*** Opening Records for this exercise ***

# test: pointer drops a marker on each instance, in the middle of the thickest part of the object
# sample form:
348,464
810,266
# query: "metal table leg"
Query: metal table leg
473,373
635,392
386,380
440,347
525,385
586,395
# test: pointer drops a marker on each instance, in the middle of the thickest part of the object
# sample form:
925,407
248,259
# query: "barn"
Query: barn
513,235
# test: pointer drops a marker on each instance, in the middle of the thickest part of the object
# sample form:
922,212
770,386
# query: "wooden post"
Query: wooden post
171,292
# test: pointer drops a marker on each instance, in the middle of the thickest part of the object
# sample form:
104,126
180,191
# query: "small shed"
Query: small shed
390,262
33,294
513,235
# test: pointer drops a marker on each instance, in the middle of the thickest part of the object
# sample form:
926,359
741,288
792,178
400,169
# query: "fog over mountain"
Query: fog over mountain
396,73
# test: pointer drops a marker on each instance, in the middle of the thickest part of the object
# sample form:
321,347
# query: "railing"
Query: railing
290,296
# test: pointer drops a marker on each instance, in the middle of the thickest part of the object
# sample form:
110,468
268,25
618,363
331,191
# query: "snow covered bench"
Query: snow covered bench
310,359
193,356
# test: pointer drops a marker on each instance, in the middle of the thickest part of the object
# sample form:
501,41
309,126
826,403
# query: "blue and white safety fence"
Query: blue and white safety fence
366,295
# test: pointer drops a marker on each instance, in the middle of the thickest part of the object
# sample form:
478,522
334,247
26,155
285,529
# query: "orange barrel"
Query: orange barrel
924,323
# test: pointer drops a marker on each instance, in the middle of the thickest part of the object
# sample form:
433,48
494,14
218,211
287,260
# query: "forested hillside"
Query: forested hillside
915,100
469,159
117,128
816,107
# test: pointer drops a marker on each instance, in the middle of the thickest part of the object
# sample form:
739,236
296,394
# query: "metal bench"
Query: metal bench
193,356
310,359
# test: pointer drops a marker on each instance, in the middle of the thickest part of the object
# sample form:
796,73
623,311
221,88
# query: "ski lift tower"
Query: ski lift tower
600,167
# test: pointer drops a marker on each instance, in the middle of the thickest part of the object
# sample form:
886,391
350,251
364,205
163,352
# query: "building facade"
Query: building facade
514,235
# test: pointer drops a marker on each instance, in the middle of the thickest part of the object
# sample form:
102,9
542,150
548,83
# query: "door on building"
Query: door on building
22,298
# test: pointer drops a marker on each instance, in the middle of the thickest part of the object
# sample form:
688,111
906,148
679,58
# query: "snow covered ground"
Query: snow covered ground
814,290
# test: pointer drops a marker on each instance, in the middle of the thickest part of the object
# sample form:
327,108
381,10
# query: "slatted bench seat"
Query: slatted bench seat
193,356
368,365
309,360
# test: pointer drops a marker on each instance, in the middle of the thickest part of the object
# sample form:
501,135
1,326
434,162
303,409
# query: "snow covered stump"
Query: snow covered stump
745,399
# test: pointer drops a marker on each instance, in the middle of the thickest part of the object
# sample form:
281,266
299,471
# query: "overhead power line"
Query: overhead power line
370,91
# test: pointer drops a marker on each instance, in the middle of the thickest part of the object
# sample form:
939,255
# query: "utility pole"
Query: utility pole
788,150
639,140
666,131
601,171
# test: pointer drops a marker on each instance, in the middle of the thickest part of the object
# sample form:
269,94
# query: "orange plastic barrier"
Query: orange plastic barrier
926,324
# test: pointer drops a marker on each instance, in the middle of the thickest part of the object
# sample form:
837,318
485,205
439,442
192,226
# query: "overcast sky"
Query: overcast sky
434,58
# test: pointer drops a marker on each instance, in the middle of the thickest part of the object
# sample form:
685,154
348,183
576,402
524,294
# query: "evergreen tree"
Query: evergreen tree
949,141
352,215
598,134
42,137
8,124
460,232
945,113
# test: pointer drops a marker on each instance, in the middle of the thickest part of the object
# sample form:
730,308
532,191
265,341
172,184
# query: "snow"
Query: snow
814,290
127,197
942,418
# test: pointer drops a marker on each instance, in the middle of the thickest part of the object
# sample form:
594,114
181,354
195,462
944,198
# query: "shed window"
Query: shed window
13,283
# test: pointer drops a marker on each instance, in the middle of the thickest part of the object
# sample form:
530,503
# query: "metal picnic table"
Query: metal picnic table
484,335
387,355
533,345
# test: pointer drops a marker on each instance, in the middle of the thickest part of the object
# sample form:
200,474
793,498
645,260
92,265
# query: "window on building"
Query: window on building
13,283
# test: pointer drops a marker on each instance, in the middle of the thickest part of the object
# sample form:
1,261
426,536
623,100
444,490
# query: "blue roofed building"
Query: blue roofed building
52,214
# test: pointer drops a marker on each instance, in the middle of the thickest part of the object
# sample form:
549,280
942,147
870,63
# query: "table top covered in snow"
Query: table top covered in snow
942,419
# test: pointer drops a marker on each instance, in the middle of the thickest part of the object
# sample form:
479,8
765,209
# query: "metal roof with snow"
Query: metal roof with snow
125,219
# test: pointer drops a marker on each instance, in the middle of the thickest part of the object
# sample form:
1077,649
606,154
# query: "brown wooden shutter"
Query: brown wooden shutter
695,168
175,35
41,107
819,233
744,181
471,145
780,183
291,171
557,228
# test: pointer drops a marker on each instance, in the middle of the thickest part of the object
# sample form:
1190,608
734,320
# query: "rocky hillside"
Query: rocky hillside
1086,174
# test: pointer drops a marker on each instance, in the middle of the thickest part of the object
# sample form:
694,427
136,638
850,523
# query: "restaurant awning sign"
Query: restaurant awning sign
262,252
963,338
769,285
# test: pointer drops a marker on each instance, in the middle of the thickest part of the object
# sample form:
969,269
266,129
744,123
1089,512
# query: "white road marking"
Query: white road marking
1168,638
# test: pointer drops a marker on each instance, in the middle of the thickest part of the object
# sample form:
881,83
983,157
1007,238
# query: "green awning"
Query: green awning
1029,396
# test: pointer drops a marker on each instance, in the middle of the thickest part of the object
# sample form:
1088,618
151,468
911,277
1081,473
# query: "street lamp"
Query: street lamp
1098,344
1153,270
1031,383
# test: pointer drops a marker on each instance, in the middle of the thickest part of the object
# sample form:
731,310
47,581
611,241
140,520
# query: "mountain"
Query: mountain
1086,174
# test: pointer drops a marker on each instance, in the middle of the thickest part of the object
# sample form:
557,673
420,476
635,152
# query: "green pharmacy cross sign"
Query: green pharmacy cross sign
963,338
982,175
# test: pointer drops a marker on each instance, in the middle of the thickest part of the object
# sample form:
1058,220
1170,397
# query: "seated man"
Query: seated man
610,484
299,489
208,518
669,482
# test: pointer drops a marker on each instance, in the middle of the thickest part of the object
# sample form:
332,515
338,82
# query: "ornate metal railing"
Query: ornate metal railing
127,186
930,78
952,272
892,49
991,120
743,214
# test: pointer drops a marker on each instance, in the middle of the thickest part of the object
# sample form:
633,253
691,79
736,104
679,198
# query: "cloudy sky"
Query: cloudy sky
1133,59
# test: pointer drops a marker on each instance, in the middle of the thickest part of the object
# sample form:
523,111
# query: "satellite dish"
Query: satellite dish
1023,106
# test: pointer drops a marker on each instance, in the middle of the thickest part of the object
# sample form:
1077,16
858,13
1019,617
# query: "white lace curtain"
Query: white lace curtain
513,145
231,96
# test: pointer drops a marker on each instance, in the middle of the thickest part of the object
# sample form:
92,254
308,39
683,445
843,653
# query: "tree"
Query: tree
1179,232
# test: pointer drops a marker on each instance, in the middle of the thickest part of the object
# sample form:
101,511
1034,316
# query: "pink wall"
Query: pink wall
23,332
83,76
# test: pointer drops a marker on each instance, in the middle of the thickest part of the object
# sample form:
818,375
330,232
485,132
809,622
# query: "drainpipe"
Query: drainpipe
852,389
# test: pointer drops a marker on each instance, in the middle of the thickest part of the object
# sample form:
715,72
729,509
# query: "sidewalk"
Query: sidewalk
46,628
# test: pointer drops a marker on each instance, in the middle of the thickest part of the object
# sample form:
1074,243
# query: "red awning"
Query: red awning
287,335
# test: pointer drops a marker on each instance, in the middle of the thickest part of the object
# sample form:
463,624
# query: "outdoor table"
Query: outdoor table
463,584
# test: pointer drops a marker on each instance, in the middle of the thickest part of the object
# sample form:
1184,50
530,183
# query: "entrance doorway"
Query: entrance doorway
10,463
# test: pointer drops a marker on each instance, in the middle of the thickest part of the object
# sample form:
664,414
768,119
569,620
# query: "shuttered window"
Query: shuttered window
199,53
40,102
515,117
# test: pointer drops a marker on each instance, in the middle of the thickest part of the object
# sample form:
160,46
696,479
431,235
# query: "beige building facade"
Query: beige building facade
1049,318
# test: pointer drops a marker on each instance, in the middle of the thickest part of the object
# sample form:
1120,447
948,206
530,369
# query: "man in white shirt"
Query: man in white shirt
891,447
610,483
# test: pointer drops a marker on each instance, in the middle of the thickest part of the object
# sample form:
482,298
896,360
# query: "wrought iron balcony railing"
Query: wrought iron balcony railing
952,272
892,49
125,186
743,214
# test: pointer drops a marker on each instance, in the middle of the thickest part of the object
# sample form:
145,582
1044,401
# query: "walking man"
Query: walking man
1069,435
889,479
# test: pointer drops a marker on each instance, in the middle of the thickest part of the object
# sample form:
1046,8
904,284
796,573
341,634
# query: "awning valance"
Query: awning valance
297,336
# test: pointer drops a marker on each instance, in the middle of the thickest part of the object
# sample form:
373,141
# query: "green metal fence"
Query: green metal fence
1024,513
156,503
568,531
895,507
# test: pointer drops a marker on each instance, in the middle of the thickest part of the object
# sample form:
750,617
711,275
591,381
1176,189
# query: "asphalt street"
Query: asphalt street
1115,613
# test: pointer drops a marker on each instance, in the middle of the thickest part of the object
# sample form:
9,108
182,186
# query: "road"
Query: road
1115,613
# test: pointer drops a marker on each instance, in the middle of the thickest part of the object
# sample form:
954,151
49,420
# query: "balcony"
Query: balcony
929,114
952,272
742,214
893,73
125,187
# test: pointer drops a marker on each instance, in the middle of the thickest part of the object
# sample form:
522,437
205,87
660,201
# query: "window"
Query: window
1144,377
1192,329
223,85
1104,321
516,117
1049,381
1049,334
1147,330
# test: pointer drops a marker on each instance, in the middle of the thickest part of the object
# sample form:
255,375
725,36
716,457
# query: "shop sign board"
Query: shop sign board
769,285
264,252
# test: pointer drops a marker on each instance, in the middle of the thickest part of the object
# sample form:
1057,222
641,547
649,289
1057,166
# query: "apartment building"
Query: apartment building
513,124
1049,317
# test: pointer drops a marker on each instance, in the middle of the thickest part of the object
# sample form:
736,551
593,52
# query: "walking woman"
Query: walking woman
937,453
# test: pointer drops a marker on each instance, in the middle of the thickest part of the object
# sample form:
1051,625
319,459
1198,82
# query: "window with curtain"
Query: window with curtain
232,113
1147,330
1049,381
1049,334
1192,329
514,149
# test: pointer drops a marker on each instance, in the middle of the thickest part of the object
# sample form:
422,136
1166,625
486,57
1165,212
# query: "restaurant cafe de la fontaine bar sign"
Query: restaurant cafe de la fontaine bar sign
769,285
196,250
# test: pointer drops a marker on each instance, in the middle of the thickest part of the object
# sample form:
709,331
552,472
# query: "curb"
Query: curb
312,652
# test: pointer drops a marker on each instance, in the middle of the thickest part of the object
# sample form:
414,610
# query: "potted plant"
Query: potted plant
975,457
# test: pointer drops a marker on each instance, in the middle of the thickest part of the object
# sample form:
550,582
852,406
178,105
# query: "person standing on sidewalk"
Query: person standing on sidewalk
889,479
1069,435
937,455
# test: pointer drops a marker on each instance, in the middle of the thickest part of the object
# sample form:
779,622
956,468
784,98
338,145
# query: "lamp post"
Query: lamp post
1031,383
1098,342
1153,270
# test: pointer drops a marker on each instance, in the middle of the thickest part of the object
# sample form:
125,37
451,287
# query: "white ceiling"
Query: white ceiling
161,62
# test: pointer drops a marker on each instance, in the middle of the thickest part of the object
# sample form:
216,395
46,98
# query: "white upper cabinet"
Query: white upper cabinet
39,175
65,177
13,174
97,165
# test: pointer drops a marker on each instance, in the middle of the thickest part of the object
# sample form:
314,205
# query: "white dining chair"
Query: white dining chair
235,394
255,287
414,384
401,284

*** Closing Records for this exercise ***

» Assigned task
Repeat exactly, and only, the lines from the line containing "Query: walking woman" through the last line of the records above, both included.

» Answer for this exercise
Query: walking woman
937,453
# test: pointer drops a marker on each instance, in the middle of the thickest part of the object
# sample form:
1051,625
319,459
1198,82
# query: "window with curtain"
Query: window with curtain
232,113
1147,330
1049,381
1049,334
1192,329
514,149
# test: pointer drops a marker on each instance, in the middle of the thickest part of the object
# sample form:
422,136
1166,625
486,57
1165,212
# query: "restaurant cafe de la fontaine bar sign"
Query: restaurant cafe de la fontaine bar sign
769,285
196,250
# test: pointer drops a marker on each instance, in the middle of the thickest part of the object
# sample form:
709,331
552,472
# query: "curb"
Query: curb
312,652
# test: pointer drops a marker on each instance, in the middle of the thickest part of the object
# sample form:
414,610
# query: "potted plant"
Query: potted plant
975,457
# test: pointer drops a marker on each instance, in the middle of the thickest part of the object
# sample form:
550,582
852,406
178,105
# query: "person standing on sidewalk"
Query: person standing on sidewalk
889,479
1069,435
937,455
# test: pointer drops a marker on each instance, in the middle of the thickest part of the object
# sample form:
779,622
956,468
784,98
338,145
# query: "lamp post"
Query: lamp post
1031,383
1098,342
1153,270
# test: pointer drops a marker on each instance, in the middle of the thickest part of the object
# sample form:
125,37
451,287
# query: "white ceiling"
Query: white ceiling
161,62
# test: pointer drops a marker on each instance, in the middle of the thickest part of the object
# sample form:
216,395
46,98
# query: "white upper cabinet"
Query: white upper cabinet
39,175
65,177
13,174
97,165
# test: pointer drops a marker on each instance, in the middle of the thickest part of the object
# sample form:
314,205
# query: "white dining chair"
Query: white dining chair
235,394
255,287
414,384
401,284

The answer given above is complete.